WORK TO DO -> Write out every line of the data below word for word, but skip the picture lines.

[Point annotations for photos]
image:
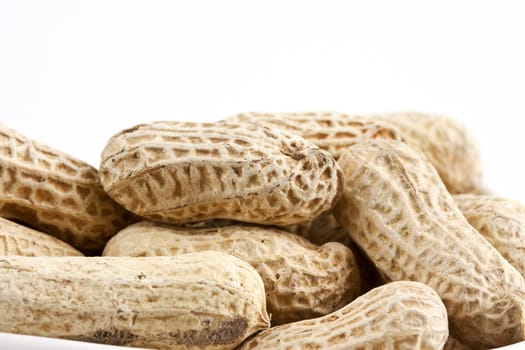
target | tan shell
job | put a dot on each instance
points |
(16, 239)
(501, 221)
(302, 280)
(206, 300)
(55, 193)
(454, 344)
(449, 146)
(181, 172)
(399, 315)
(398, 211)
(321, 230)
(330, 131)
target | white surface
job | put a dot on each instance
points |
(74, 73)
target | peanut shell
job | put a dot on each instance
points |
(301, 280)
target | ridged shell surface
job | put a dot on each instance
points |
(330, 131)
(398, 211)
(17, 239)
(301, 280)
(501, 221)
(55, 193)
(206, 300)
(180, 172)
(396, 316)
(448, 144)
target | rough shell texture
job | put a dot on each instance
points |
(16, 239)
(207, 300)
(330, 131)
(501, 221)
(324, 228)
(449, 146)
(399, 315)
(55, 193)
(454, 344)
(181, 172)
(398, 211)
(302, 280)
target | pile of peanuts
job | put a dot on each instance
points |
(263, 231)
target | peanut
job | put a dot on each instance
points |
(206, 300)
(321, 230)
(399, 212)
(333, 132)
(501, 221)
(55, 193)
(301, 280)
(449, 146)
(454, 344)
(180, 172)
(16, 239)
(398, 315)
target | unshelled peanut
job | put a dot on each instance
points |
(330, 131)
(17, 239)
(501, 221)
(398, 315)
(449, 146)
(206, 300)
(397, 209)
(322, 229)
(55, 193)
(180, 172)
(301, 280)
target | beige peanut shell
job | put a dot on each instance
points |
(454, 344)
(330, 131)
(449, 145)
(16, 239)
(323, 229)
(501, 221)
(206, 300)
(398, 315)
(301, 280)
(179, 172)
(55, 193)
(398, 211)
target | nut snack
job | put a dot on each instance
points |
(398, 211)
(55, 193)
(454, 344)
(398, 315)
(179, 172)
(330, 131)
(501, 221)
(322, 229)
(449, 146)
(301, 280)
(17, 239)
(207, 300)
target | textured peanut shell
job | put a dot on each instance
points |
(330, 131)
(55, 193)
(206, 300)
(301, 280)
(398, 211)
(17, 239)
(323, 229)
(501, 221)
(449, 146)
(179, 172)
(398, 315)
(454, 344)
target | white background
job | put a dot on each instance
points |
(72, 73)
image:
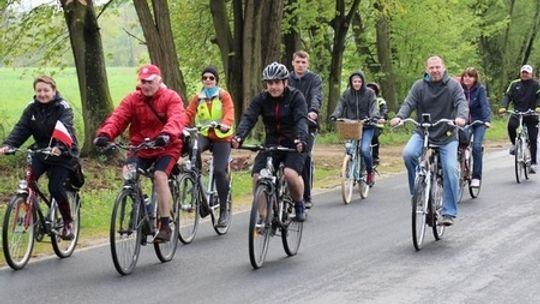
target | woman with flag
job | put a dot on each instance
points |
(48, 118)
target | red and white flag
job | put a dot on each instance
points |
(61, 133)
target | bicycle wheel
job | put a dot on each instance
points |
(18, 232)
(64, 248)
(518, 161)
(436, 206)
(291, 232)
(347, 179)
(188, 210)
(165, 251)
(125, 232)
(228, 206)
(419, 210)
(260, 225)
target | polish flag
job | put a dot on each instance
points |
(61, 133)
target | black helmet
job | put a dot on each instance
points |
(375, 87)
(275, 71)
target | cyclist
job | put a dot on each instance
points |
(359, 102)
(48, 118)
(283, 110)
(524, 93)
(156, 112)
(214, 104)
(383, 112)
(475, 94)
(441, 97)
(310, 84)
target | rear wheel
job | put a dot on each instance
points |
(188, 210)
(419, 210)
(125, 232)
(260, 225)
(291, 233)
(64, 248)
(347, 179)
(18, 232)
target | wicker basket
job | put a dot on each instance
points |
(350, 129)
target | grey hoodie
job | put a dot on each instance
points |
(356, 104)
(442, 99)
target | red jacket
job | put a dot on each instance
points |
(135, 111)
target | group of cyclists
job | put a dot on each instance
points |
(289, 100)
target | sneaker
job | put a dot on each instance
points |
(67, 233)
(371, 178)
(475, 183)
(299, 212)
(223, 219)
(447, 220)
(164, 234)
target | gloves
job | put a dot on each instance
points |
(162, 140)
(101, 141)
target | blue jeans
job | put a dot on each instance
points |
(448, 153)
(478, 132)
(365, 148)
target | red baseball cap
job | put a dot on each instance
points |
(149, 72)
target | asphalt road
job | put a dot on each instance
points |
(360, 253)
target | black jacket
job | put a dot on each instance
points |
(310, 84)
(38, 120)
(284, 118)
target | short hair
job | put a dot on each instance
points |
(301, 54)
(45, 79)
(471, 72)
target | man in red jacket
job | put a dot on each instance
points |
(156, 112)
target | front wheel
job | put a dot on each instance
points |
(64, 248)
(347, 179)
(125, 232)
(188, 210)
(18, 232)
(260, 225)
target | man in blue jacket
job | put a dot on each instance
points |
(441, 97)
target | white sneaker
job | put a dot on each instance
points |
(475, 183)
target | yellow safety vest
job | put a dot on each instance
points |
(204, 117)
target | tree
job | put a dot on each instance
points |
(85, 38)
(156, 25)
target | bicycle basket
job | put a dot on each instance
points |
(350, 129)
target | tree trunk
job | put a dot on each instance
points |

CORRECT RESULT ->
image:
target | tan shell
job | put a dot on each instance
points |
(16, 239)
(501, 221)
(302, 280)
(206, 300)
(55, 193)
(454, 344)
(449, 146)
(181, 172)
(399, 315)
(398, 211)
(321, 230)
(330, 131)
target | white surface
job | put a dot on each instance
points |
(74, 73)
target | peanut shell
job | put a dot on each instance
points |
(301, 280)
target | ridged shell surface
job | put a dot on each instance
points |
(330, 131)
(398, 211)
(17, 239)
(301, 280)
(501, 221)
(55, 193)
(206, 300)
(180, 172)
(396, 316)
(448, 144)
target | rough shell texture
job | put a dot on each instance
points |
(16, 239)
(207, 300)
(330, 131)
(501, 221)
(324, 228)
(449, 146)
(399, 315)
(55, 193)
(454, 344)
(181, 172)
(398, 211)
(302, 280)
target | pile of peanuts
job | put a dot on each instance
points |
(263, 231)
target | peanut
job | put a dot on each instance
points |
(206, 300)
(321, 230)
(399, 212)
(333, 132)
(501, 221)
(55, 193)
(301, 280)
(449, 146)
(454, 344)
(180, 172)
(16, 239)
(398, 315)
target | unshelled peanut
job | put a dot on each instance
points |
(330, 131)
(17, 239)
(501, 221)
(398, 315)
(449, 146)
(206, 300)
(397, 209)
(322, 229)
(55, 193)
(180, 172)
(301, 280)
target | beige peanut shell
job | put a dot on each instance
points |
(454, 344)
(330, 131)
(449, 145)
(16, 239)
(323, 229)
(501, 221)
(206, 300)
(398, 315)
(301, 280)
(179, 172)
(55, 193)
(398, 211)
target | nut snack
job | put a dot on each instance
points |
(398, 211)
(55, 193)
(454, 344)
(398, 315)
(179, 172)
(330, 131)
(501, 221)
(322, 229)
(449, 146)
(301, 280)
(17, 239)
(207, 300)
target | textured peanut shell
job | put a dot on each instance
points |
(330, 131)
(55, 193)
(206, 300)
(301, 280)
(398, 211)
(17, 239)
(323, 229)
(501, 221)
(449, 146)
(179, 172)
(398, 315)
(454, 344)
target | white background
job | put a dot on each instance
points |
(72, 73)
image:
target | woman with flag
job | put a dot on each instance
points |
(48, 118)
target | red and white flag
job | put a dot on each instance
points |
(61, 133)
target | bicycle wheel
job | put a dot on each instance
points |
(18, 232)
(64, 248)
(518, 161)
(436, 206)
(291, 232)
(347, 179)
(188, 210)
(165, 251)
(125, 232)
(228, 206)
(419, 210)
(260, 225)
target | polish flag
job | put a dot on each instance
points |
(61, 133)
target | black helmet
job | put a dot on each instance
points |
(375, 87)
(275, 71)
target | cyclist
job | put a dot on each instance
points |
(359, 102)
(48, 118)
(283, 110)
(524, 93)
(156, 112)
(214, 104)
(383, 112)
(475, 94)
(441, 97)
(310, 84)
target | rear wheel
job | put a dot on each instance
points |
(188, 210)
(419, 210)
(125, 232)
(260, 225)
(291, 233)
(64, 248)
(347, 179)
(18, 232)
target | wicker basket
job | put a dot on each instance
points |
(350, 129)
target | grey hoodie
job | put a dot on each instance
points |
(356, 104)
(442, 99)
target | red jacket
job | put a dot on each instance
points |
(135, 111)
target | group of cyclists
job | put a dot on each instance
points |
(289, 100)
target | sneaker
job | put a dot on each instance
points |
(67, 233)
(371, 178)
(475, 183)
(299, 212)
(223, 219)
(447, 220)
(164, 234)
target | gloves
job | put a dot on each instance
points |
(162, 140)
(101, 141)
target | blue jeans
job | put a dot on each instance
points |
(448, 153)
(478, 132)
(365, 148)
target | red baseball cap
job | put a dot on each instance
points |
(149, 72)
target | asphalt road
job | put a dot on each instance
points |
(360, 253)
target | black jacket
job | put a dot on each instance
points |
(310, 84)
(38, 120)
(284, 118)
target | short hair
job | put a dot on each instance
points |
(301, 54)
(45, 79)
(471, 72)
target | man in red jacket
job | put a dot on each instance
points |
(156, 112)
target | front wheel
job | put a dot on each instance
points |
(64, 248)
(347, 179)
(125, 232)
(188, 210)
(18, 232)
(260, 225)
target | man in blue jacket
job | put a dot on each instance
points |
(441, 97)
target | white sneaker
job | put a dot on each instance
points |
(475, 183)
target | yellow safety vest
job | put a dot on each instance
points |
(204, 117)
target | tree
job | put a dot on each instance
points |
(85, 38)
(156, 25)
target | bicycle basket
job | put a dot on each instance
points |
(350, 129)
target | tree trunk
job | put a dot on each instance
points |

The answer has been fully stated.